Data section:
★ ★ ★
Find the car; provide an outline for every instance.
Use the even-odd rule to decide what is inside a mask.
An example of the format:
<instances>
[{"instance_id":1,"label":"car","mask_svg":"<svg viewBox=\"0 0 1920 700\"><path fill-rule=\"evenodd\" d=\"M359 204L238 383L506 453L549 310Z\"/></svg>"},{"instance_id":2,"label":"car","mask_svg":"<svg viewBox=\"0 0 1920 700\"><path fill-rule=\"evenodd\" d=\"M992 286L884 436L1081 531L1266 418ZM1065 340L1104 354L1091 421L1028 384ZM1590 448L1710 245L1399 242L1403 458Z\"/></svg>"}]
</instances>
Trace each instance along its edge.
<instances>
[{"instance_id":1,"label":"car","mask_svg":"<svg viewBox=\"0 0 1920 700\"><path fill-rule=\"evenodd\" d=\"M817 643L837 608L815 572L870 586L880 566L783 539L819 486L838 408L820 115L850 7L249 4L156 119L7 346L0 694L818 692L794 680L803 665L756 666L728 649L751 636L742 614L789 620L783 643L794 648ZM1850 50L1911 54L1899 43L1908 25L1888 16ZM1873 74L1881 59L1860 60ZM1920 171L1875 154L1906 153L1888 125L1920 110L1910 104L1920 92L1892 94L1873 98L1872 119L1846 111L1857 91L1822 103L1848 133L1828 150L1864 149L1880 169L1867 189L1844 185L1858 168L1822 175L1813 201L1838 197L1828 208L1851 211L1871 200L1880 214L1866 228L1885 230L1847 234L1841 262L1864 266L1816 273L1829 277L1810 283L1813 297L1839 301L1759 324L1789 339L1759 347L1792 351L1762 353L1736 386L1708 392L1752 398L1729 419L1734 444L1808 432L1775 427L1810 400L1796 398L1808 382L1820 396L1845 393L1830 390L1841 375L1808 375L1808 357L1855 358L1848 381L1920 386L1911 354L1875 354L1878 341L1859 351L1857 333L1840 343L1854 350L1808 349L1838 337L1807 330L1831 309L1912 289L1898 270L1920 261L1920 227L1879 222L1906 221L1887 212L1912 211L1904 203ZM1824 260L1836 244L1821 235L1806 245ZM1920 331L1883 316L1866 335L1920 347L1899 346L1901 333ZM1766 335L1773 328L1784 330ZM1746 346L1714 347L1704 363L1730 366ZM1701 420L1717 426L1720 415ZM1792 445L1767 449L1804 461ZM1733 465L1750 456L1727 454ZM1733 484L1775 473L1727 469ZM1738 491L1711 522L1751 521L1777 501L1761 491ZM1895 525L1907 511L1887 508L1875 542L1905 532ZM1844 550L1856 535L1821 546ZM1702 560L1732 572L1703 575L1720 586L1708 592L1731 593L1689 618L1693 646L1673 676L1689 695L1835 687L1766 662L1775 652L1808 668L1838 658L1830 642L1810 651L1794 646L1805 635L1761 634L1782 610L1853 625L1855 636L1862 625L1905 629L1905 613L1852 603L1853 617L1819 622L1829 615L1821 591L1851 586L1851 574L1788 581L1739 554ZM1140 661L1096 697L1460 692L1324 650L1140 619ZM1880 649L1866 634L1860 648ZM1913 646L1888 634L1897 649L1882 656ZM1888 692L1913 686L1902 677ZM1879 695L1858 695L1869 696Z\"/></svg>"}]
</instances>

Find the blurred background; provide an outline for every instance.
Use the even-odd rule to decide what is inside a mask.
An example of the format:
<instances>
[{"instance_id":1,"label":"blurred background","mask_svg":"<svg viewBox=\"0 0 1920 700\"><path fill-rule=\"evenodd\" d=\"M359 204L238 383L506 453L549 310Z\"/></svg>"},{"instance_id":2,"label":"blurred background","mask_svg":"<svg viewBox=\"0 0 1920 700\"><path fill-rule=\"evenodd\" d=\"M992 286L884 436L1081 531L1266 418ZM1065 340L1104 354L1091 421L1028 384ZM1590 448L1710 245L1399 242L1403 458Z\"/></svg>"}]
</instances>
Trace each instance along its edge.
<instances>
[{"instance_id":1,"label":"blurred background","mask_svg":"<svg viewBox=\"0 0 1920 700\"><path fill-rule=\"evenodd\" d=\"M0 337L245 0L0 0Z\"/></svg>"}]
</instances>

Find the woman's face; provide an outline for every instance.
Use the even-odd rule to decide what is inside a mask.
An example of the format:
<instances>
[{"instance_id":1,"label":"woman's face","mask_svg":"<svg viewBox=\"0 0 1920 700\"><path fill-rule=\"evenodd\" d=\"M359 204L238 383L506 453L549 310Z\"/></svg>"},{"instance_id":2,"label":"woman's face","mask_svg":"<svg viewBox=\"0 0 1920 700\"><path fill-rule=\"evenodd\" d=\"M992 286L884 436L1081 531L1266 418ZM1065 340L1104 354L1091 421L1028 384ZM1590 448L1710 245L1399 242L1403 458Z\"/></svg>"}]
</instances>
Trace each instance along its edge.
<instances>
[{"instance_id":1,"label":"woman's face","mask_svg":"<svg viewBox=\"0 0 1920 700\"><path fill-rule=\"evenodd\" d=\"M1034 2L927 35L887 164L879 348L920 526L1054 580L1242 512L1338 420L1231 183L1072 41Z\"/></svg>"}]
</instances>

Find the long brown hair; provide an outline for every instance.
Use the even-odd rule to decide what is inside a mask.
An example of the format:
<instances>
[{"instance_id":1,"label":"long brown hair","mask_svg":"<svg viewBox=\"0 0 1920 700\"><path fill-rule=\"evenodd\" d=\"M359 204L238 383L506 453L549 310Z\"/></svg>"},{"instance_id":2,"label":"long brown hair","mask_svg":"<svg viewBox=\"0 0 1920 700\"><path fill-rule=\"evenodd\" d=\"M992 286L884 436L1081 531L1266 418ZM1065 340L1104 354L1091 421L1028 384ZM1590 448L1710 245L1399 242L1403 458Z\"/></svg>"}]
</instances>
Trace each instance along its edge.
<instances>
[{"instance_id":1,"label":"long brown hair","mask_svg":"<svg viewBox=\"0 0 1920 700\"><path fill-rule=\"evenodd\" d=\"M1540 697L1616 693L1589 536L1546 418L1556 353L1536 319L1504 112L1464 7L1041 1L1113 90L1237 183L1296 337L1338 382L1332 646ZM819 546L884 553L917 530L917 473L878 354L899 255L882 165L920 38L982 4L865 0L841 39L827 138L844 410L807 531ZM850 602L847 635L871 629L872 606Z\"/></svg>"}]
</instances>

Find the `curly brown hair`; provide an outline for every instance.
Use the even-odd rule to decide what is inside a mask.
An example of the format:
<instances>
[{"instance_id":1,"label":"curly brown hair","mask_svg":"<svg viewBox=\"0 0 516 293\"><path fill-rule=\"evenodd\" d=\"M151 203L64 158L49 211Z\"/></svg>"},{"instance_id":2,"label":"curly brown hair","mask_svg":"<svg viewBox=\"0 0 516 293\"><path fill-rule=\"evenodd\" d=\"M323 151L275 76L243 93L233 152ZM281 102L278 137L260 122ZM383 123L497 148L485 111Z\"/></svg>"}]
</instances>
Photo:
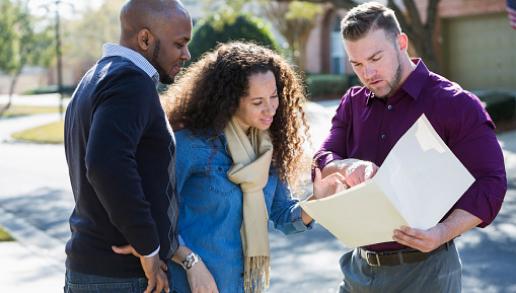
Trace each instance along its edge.
<instances>
[{"instance_id":1,"label":"curly brown hair","mask_svg":"<svg viewBox=\"0 0 516 293\"><path fill-rule=\"evenodd\" d=\"M308 137L301 79L272 50L253 43L218 45L183 71L165 94L164 107L175 130L195 134L221 133L248 94L249 76L271 71L276 78L279 106L269 132L274 145L272 164L280 179L295 185L302 145Z\"/></svg>"}]
</instances>

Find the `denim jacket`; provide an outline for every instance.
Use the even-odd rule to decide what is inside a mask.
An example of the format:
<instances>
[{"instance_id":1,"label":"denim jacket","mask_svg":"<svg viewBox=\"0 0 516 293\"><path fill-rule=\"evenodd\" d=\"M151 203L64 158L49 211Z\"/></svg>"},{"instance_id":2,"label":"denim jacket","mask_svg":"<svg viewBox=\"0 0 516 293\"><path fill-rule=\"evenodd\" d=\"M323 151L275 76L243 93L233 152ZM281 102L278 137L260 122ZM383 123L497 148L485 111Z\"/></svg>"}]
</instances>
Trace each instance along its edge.
<instances>
[{"instance_id":1,"label":"denim jacket","mask_svg":"<svg viewBox=\"0 0 516 293\"><path fill-rule=\"evenodd\" d=\"M223 134L194 136L176 133L178 230L185 245L197 253L213 275L219 292L243 292L242 191L227 172L233 165ZM263 189L269 220L285 234L311 228L301 219L301 207L275 169ZM171 288L189 292L185 271L169 263Z\"/></svg>"}]
</instances>

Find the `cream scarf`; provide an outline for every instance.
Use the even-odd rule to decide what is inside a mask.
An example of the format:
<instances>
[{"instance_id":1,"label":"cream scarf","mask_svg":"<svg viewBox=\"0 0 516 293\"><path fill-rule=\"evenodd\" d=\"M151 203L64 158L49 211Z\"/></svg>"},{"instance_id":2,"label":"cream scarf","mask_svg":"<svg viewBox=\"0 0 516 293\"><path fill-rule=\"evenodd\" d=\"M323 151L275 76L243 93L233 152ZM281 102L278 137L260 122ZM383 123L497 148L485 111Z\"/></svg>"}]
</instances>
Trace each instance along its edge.
<instances>
[{"instance_id":1,"label":"cream scarf","mask_svg":"<svg viewBox=\"0 0 516 293\"><path fill-rule=\"evenodd\" d=\"M235 118L224 129L233 166L231 182L243 193L243 220L240 235L244 251L245 292L262 292L269 286L268 212L263 188L269 177L272 141L267 131L250 129L247 136Z\"/></svg>"}]
</instances>

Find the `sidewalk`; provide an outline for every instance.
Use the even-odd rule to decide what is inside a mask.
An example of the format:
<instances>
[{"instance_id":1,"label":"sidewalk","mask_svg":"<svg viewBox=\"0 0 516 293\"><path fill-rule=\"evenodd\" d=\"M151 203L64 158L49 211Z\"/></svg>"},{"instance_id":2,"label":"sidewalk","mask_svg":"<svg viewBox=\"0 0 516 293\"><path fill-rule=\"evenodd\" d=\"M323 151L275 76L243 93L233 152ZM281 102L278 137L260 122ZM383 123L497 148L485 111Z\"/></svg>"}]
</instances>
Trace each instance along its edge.
<instances>
[{"instance_id":1,"label":"sidewalk","mask_svg":"<svg viewBox=\"0 0 516 293\"><path fill-rule=\"evenodd\" d=\"M13 105L23 106L58 106L60 96L58 94L43 94L43 95L13 95ZM64 99L64 106L68 104L69 98ZM9 96L0 95L0 105L5 105L9 101Z\"/></svg>"},{"instance_id":2,"label":"sidewalk","mask_svg":"<svg viewBox=\"0 0 516 293\"><path fill-rule=\"evenodd\" d=\"M337 103L309 104L314 147L330 126ZM62 145L9 140L11 131L58 116L0 120L0 225L18 242L0 243L0 292L60 292L64 282L64 244L73 196ZM14 120L16 119L16 120ZM16 130L15 130L16 129ZM516 131L499 135L511 188L516 187ZM335 292L342 276L338 259L348 249L319 226L284 237L272 232L269 292ZM516 191L486 229L457 240L464 264L464 292L516 292ZM35 290L36 289L36 290Z\"/></svg>"},{"instance_id":3,"label":"sidewalk","mask_svg":"<svg viewBox=\"0 0 516 293\"><path fill-rule=\"evenodd\" d=\"M19 242L0 243L1 292L62 292L64 265Z\"/></svg>"},{"instance_id":4,"label":"sidewalk","mask_svg":"<svg viewBox=\"0 0 516 293\"><path fill-rule=\"evenodd\" d=\"M0 142L11 139L11 134L28 128L58 121L59 113L39 114L30 117L0 118Z\"/></svg>"}]
</instances>

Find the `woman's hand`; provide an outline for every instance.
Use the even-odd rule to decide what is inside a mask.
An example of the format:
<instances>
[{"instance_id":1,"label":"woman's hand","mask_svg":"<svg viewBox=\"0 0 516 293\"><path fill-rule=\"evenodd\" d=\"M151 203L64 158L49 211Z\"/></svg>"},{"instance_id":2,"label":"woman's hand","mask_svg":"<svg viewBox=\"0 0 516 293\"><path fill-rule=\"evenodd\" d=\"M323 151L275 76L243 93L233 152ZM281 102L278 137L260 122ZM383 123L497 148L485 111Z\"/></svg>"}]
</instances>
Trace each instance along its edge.
<instances>
[{"instance_id":1,"label":"woman's hand","mask_svg":"<svg viewBox=\"0 0 516 293\"><path fill-rule=\"evenodd\" d=\"M339 173L333 173L324 178L321 178L321 170L315 169L315 178L313 184L313 197L314 199L321 199L332 194L335 194L341 190L347 189L346 180L344 176Z\"/></svg>"},{"instance_id":2,"label":"woman's hand","mask_svg":"<svg viewBox=\"0 0 516 293\"><path fill-rule=\"evenodd\" d=\"M324 179L321 177L321 170L316 168L313 184L313 194L308 197L307 200L325 198L347 188L346 183L344 183L344 176L342 176L342 174L339 172L328 175L324 177ZM308 213L306 213L304 210L301 210L301 218L305 225L308 225L313 221L312 217L310 217L310 215L308 215Z\"/></svg>"}]
</instances>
★ ★ ★
Brief: Working through the records, copy each line in which the word "outline" appears.

Response:
Find the car; provide an outline for every instance.
Find the blurred background; provide an outline for every instance.
Find the woman's face; provide an outline for every instance.
Find the long brown hair; provide an outline for every instance.
Find the `curly brown hair`; provide an outline for every instance.
Find the `denim jacket`; provide an outline for every instance.
Find the `cream scarf`; provide an outline for every instance.
Find the `sidewalk`; provide an outline for every instance.
Find the `woman's hand`; provide an outline for every instance.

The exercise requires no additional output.